START
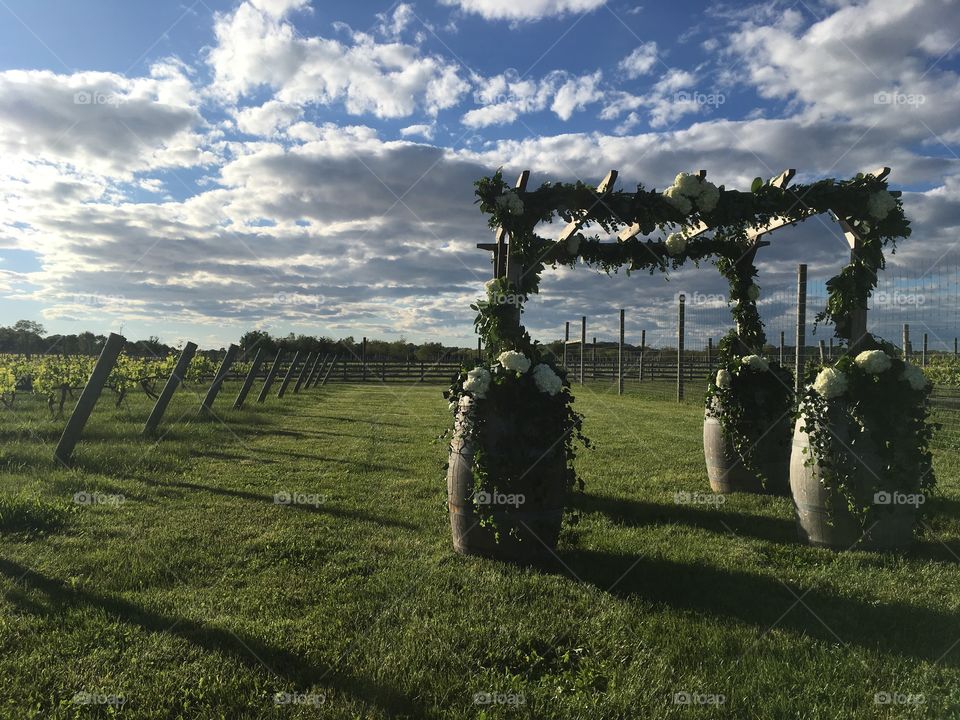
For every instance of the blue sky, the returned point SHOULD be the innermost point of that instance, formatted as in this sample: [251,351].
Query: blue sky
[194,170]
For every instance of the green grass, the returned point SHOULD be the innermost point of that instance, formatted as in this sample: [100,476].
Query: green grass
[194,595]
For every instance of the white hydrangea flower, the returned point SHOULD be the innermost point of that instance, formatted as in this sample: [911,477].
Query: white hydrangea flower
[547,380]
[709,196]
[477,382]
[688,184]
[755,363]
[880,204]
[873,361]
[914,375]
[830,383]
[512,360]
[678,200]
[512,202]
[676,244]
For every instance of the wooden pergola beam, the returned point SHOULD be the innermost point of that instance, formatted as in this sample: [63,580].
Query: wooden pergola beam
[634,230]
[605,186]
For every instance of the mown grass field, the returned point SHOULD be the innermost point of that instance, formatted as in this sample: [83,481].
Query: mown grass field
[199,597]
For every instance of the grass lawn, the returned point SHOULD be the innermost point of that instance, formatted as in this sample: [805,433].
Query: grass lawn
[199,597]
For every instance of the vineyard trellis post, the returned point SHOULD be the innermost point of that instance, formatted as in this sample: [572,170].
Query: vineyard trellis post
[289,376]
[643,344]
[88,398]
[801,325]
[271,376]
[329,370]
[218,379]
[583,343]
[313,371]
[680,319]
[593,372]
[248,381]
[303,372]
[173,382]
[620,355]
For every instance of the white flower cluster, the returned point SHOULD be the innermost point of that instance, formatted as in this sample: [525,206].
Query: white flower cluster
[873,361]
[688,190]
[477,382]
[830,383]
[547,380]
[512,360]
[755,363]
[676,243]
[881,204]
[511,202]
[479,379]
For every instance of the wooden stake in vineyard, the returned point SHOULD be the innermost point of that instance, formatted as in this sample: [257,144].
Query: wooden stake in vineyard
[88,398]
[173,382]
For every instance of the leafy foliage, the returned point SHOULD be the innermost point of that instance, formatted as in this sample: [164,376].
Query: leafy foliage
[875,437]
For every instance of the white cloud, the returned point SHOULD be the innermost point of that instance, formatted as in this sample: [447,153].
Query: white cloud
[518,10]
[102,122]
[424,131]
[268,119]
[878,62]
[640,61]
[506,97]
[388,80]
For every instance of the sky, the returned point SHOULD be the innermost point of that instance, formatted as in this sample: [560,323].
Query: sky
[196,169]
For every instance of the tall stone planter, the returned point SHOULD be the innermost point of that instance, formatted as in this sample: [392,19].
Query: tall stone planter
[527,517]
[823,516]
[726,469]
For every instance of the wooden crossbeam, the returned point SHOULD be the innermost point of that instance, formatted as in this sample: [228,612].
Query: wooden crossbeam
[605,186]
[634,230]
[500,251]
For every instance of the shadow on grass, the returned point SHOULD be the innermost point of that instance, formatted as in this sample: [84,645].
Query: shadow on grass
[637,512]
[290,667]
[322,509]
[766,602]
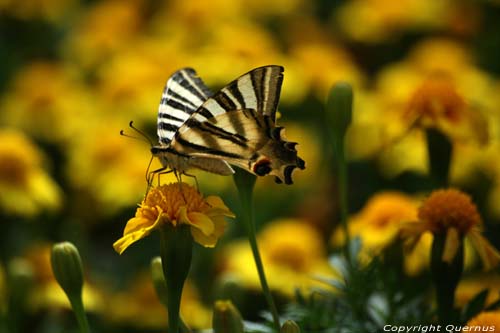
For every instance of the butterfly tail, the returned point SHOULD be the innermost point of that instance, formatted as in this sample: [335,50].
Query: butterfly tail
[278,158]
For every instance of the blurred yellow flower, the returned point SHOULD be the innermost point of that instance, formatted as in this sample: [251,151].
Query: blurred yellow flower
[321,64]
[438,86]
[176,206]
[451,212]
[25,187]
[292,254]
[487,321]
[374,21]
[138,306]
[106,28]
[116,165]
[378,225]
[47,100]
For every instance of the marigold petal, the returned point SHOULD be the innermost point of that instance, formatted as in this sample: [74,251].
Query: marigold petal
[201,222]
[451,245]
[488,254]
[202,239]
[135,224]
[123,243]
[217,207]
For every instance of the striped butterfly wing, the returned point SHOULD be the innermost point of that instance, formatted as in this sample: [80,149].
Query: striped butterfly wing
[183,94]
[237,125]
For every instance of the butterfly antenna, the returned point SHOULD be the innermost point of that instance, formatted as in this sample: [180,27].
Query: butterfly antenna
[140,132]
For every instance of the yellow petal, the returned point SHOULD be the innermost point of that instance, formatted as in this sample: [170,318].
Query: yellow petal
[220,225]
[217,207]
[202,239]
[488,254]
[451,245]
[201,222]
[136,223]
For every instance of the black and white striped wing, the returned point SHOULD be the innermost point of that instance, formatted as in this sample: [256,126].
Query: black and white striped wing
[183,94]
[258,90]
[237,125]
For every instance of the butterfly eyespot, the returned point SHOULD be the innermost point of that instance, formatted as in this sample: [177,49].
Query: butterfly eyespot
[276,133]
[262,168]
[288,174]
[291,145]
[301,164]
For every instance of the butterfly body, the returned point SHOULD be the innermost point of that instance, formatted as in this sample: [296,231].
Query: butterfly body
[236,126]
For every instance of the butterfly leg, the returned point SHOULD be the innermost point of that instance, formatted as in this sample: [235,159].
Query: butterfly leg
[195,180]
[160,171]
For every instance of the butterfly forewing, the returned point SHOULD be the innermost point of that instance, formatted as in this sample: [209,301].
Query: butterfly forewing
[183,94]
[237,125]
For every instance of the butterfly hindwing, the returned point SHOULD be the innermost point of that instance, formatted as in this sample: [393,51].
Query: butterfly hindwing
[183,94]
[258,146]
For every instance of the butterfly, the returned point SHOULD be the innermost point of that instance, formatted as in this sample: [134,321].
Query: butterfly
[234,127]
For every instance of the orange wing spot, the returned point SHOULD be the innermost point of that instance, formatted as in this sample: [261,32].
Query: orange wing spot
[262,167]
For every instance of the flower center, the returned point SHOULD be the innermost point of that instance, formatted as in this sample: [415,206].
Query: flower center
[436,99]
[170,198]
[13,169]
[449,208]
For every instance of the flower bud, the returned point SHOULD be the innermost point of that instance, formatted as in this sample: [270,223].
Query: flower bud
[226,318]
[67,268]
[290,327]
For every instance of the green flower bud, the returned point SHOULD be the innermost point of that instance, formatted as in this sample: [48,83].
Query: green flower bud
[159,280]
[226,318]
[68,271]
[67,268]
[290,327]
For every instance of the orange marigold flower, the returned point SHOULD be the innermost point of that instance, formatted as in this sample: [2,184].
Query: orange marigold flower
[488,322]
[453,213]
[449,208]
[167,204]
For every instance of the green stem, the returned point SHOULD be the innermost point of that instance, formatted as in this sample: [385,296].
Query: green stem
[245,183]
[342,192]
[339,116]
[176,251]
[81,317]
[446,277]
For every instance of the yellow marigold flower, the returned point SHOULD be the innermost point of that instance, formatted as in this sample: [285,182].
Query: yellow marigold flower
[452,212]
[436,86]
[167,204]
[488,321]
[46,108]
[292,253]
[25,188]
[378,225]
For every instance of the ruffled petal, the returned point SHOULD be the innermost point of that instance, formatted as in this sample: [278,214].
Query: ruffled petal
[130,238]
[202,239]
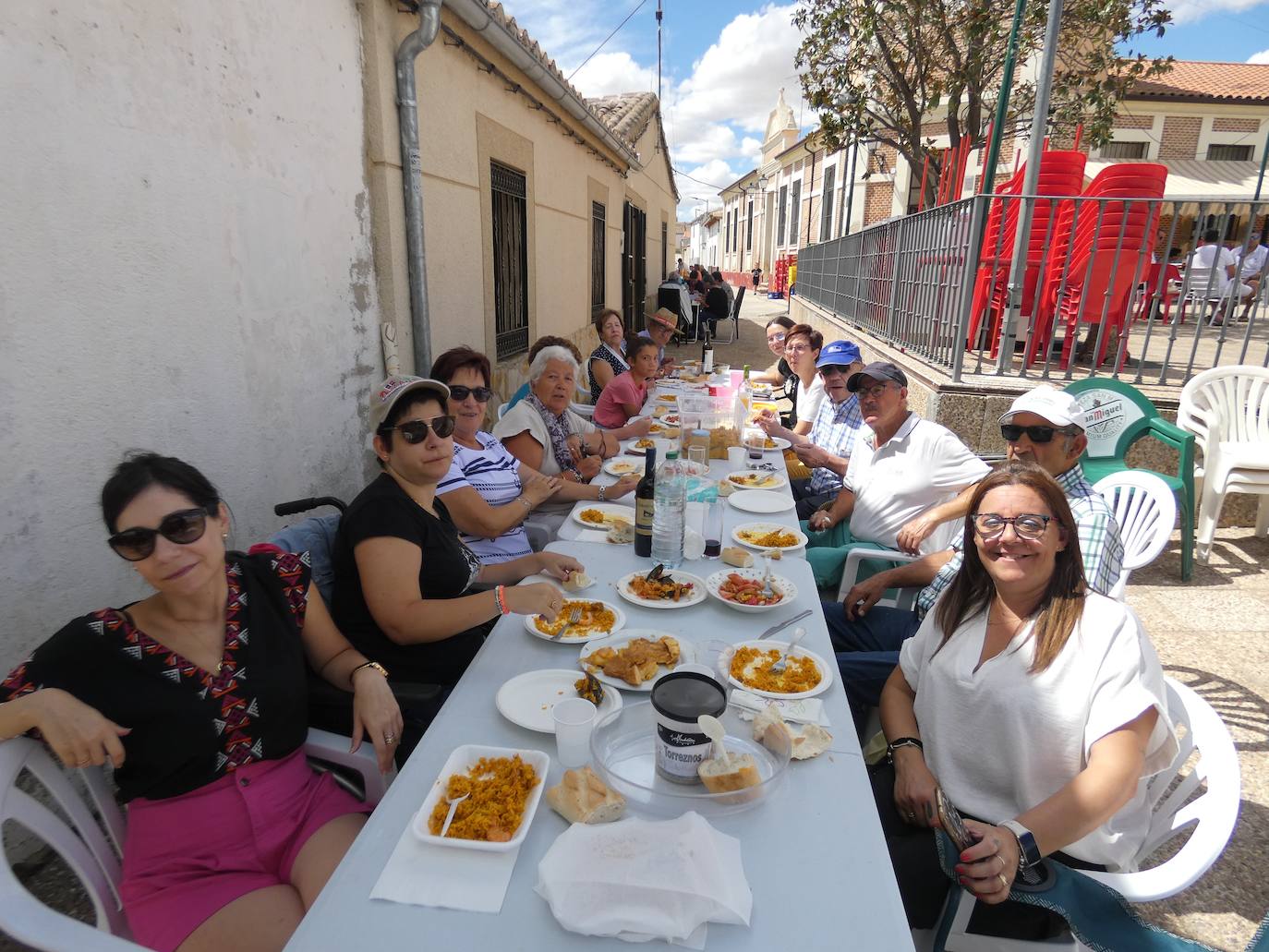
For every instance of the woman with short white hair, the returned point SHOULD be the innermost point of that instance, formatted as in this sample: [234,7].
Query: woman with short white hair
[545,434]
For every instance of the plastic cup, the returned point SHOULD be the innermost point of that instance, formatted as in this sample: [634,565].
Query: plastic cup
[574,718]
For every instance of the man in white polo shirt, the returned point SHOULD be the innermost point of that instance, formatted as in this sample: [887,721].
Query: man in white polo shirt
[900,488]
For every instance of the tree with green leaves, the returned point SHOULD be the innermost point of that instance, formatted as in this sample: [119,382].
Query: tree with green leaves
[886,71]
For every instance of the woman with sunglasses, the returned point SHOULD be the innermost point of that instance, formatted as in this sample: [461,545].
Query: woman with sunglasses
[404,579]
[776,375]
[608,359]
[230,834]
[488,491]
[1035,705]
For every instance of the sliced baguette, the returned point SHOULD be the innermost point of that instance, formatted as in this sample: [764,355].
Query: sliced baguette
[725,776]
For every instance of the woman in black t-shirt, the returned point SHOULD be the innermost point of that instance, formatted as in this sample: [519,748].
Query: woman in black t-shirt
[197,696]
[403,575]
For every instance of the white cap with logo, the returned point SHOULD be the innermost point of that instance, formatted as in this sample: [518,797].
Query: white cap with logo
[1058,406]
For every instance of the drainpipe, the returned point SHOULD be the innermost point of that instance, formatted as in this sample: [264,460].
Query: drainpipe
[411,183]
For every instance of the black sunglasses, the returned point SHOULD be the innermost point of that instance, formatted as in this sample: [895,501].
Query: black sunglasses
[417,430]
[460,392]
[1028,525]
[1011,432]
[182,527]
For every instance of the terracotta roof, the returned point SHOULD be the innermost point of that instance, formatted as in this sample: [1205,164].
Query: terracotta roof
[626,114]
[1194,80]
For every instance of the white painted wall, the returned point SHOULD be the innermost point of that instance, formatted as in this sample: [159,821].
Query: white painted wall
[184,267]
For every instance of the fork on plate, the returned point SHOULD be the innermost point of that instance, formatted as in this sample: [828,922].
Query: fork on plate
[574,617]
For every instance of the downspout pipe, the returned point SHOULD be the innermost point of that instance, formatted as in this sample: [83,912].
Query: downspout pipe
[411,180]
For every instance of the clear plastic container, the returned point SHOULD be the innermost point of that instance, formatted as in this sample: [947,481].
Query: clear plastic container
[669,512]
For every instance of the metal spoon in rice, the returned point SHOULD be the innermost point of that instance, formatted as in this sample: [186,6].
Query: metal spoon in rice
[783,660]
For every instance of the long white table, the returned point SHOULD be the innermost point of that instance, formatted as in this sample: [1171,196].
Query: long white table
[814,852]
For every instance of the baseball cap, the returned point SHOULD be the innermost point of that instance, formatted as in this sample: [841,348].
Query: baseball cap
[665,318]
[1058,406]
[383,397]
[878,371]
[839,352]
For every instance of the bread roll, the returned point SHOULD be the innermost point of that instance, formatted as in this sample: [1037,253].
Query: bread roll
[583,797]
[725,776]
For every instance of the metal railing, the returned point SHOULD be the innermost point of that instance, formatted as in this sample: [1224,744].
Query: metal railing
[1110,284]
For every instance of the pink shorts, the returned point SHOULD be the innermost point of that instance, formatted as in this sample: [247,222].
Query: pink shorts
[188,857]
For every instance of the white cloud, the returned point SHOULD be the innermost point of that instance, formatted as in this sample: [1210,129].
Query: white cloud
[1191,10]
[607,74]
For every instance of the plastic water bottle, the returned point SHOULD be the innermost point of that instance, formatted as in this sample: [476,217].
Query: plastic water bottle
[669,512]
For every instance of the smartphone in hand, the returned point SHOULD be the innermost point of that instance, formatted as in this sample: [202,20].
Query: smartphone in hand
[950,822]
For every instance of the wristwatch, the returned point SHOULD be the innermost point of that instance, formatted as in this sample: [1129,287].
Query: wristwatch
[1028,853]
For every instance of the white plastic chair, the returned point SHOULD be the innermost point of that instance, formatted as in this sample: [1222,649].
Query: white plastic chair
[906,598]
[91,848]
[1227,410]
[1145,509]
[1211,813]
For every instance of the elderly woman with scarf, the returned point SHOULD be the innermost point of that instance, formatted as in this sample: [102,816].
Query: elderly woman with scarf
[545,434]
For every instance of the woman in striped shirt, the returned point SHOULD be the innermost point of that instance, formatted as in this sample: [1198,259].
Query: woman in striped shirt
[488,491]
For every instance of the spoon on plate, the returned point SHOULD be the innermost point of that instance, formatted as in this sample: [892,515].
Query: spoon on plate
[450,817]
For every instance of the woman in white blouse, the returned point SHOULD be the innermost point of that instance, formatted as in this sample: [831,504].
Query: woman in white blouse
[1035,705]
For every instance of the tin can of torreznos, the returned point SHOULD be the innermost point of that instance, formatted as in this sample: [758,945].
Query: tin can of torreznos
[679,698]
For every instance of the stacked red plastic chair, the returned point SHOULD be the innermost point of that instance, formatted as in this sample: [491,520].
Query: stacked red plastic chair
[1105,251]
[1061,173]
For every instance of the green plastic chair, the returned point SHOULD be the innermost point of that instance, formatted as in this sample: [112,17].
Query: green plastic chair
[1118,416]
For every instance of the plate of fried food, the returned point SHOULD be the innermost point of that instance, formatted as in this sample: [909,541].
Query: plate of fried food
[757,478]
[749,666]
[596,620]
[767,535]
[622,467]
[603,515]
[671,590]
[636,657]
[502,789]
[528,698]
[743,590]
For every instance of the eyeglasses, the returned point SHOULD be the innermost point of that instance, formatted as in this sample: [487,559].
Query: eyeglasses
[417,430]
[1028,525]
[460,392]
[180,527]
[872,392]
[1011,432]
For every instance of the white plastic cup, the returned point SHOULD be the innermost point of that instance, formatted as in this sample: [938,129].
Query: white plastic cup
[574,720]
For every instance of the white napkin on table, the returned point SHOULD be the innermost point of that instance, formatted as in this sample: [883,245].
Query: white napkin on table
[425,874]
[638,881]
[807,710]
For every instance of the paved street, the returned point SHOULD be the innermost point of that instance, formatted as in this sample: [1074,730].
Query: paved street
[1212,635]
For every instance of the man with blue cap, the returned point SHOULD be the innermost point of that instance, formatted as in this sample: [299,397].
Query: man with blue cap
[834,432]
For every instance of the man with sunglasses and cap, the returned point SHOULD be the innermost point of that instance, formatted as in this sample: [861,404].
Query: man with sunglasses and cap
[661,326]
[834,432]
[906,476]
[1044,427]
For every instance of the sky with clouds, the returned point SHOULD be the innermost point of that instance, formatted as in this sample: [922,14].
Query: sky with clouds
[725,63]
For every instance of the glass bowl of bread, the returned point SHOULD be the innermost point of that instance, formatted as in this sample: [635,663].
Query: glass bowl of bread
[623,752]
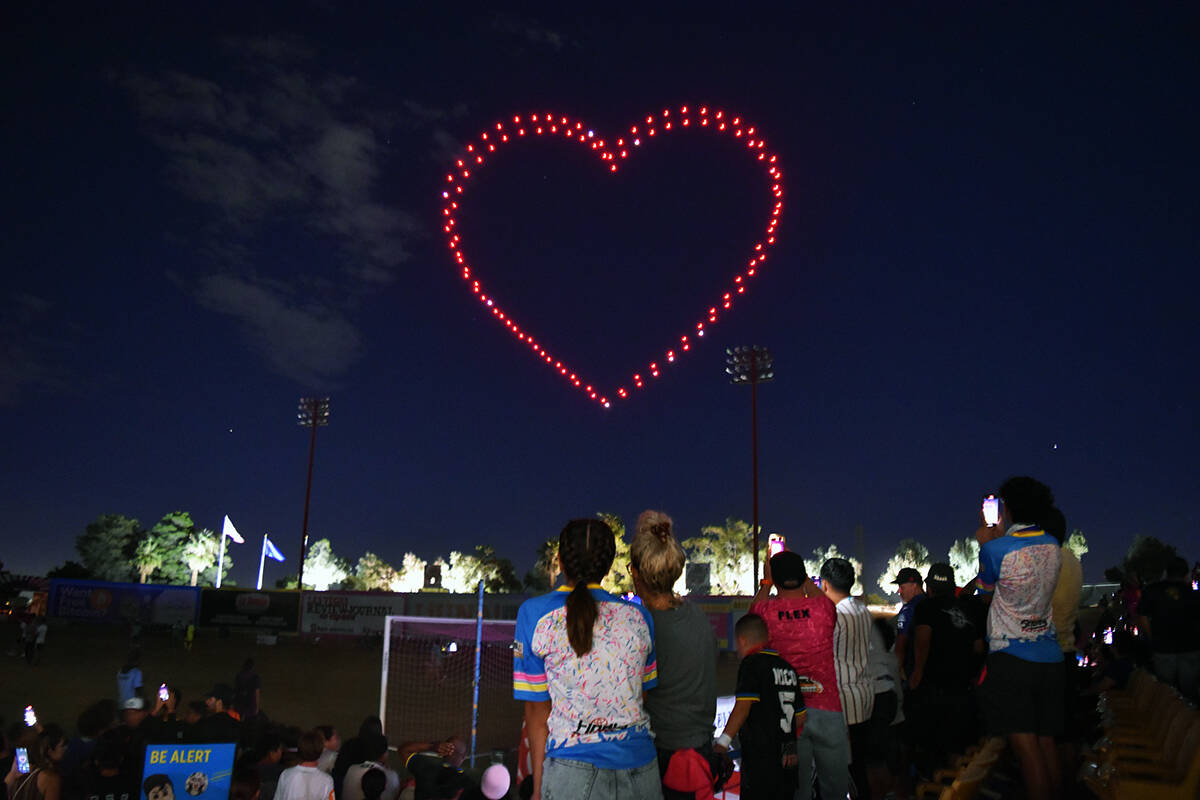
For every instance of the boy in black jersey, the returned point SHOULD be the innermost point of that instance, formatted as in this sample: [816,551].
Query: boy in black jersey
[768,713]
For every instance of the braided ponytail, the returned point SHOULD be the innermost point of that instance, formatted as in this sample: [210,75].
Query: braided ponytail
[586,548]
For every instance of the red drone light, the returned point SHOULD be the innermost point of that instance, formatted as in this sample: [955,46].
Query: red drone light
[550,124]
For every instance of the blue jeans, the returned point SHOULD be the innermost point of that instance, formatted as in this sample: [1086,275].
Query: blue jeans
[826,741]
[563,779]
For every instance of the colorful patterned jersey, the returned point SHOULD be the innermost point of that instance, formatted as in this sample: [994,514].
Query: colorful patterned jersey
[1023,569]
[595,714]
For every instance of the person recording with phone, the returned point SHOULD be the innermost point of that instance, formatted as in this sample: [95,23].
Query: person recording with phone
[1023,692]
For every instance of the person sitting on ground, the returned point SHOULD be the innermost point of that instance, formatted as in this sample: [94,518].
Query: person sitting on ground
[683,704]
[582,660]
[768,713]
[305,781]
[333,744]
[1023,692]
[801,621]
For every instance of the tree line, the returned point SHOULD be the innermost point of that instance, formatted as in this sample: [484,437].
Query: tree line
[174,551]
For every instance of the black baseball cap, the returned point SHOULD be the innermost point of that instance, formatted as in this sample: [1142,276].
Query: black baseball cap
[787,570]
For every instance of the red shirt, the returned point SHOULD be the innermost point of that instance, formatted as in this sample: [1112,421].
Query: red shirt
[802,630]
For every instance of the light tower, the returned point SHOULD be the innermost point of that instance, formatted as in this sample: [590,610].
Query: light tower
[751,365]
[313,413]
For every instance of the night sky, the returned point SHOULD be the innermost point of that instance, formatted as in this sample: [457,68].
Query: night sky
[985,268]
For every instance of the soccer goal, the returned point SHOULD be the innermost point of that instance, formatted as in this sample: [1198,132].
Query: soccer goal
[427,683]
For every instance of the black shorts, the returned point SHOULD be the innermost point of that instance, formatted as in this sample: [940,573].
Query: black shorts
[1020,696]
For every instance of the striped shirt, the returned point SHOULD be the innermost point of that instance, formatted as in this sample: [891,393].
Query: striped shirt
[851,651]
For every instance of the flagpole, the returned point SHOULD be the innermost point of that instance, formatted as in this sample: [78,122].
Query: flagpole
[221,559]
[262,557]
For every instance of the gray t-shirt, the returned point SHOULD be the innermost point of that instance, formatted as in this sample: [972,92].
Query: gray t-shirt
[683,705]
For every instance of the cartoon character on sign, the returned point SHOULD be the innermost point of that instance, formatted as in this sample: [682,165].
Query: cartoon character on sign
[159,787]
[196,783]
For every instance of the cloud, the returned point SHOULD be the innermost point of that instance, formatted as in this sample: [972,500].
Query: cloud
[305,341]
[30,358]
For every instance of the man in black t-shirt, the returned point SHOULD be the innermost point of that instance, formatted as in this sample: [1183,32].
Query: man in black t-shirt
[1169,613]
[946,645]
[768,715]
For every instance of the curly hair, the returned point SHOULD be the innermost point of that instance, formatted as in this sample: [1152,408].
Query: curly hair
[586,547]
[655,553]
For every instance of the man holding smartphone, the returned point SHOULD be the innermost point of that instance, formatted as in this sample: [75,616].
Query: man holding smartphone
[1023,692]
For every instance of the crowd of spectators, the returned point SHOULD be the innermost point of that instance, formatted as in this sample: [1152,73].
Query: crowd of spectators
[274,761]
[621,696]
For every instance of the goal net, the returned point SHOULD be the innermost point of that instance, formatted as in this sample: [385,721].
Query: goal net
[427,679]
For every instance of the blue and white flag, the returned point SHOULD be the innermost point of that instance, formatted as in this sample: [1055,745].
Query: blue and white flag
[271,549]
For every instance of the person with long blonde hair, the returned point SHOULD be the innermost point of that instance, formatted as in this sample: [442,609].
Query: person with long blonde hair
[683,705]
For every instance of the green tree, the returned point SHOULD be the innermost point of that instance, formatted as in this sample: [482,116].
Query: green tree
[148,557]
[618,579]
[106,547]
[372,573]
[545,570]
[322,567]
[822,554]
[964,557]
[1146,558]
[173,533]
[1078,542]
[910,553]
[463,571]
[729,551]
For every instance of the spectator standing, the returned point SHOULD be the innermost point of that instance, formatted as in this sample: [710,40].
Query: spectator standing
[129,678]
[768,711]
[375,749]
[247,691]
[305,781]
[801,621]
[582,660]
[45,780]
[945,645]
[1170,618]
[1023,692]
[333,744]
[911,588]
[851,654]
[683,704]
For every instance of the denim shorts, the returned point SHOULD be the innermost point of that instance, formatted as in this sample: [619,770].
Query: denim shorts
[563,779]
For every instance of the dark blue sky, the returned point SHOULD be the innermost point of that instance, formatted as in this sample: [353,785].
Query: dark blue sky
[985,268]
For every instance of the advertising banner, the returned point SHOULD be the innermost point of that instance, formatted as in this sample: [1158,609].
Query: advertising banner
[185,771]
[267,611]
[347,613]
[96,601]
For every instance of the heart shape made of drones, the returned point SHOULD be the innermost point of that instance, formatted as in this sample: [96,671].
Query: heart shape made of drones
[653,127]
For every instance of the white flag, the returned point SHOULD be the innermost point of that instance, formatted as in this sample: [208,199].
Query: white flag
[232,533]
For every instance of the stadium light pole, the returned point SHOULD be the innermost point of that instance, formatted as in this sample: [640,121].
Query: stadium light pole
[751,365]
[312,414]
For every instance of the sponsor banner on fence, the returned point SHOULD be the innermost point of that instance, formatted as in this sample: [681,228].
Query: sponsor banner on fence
END
Pull out every line from the one with "For every instance of the green tree, the" to the end of the listing, and output only those.

For every instance of the green tree, the returned point SHOULD be the innermost point of that instance, formatted as in this sample: [482,116].
Query: green tree
[148,557]
[618,579]
[106,547]
[372,573]
[545,570]
[322,567]
[822,554]
[964,557]
[1146,558]
[173,533]
[1078,542]
[910,553]
[463,571]
[729,551]
For every instance of the spectator standing, the returned point SHOULD be the innermost point of that instance, formatted as in this sample: [710,40].
Query: spectator standing
[129,678]
[768,711]
[375,749]
[247,691]
[305,781]
[801,621]
[582,660]
[45,780]
[945,645]
[1170,618]
[1023,692]
[333,744]
[911,588]
[851,654]
[683,704]
For every instance of the denim shorts, the returned point SHOULD be the innermost point of that instance, formatted as in this sample: [619,770].
Query: denim shorts
[563,779]
For every instance of the dark blue sky, the returned point SHOULD be the innermost point of that instance, formatted as in this sample: [353,785].
Query: dark blue sky
[985,268]
For every instance of the advertising banner, the returned point SHOULD be the innermost point of that instance, formatted as in this sample: [1158,609].
Query: advertising banner
[185,771]
[267,611]
[347,613]
[96,601]
For every instance of the heart shape made of drones, the returned point SHOULD be the innermost point of that instance, formatted as in this sample: [96,671].
Query: heart shape made of drones
[653,127]
For every instance of the white flag, the returned point SHOULD be the innermost point of that instance, formatted as in this sample: [208,199].
Query: white flag
[232,533]
For every instance of the stadium light pole, the returned point SHOULD be the innermost point of that instance, formatted as in this sample: [640,121].
Query: stadium light pole
[751,365]
[312,414]
For every instance of the sponsor banner on fence, the returned point SHOULD be the innermost point of that instance, formatted as in this sample: [681,228].
Query: sponsor banner on fence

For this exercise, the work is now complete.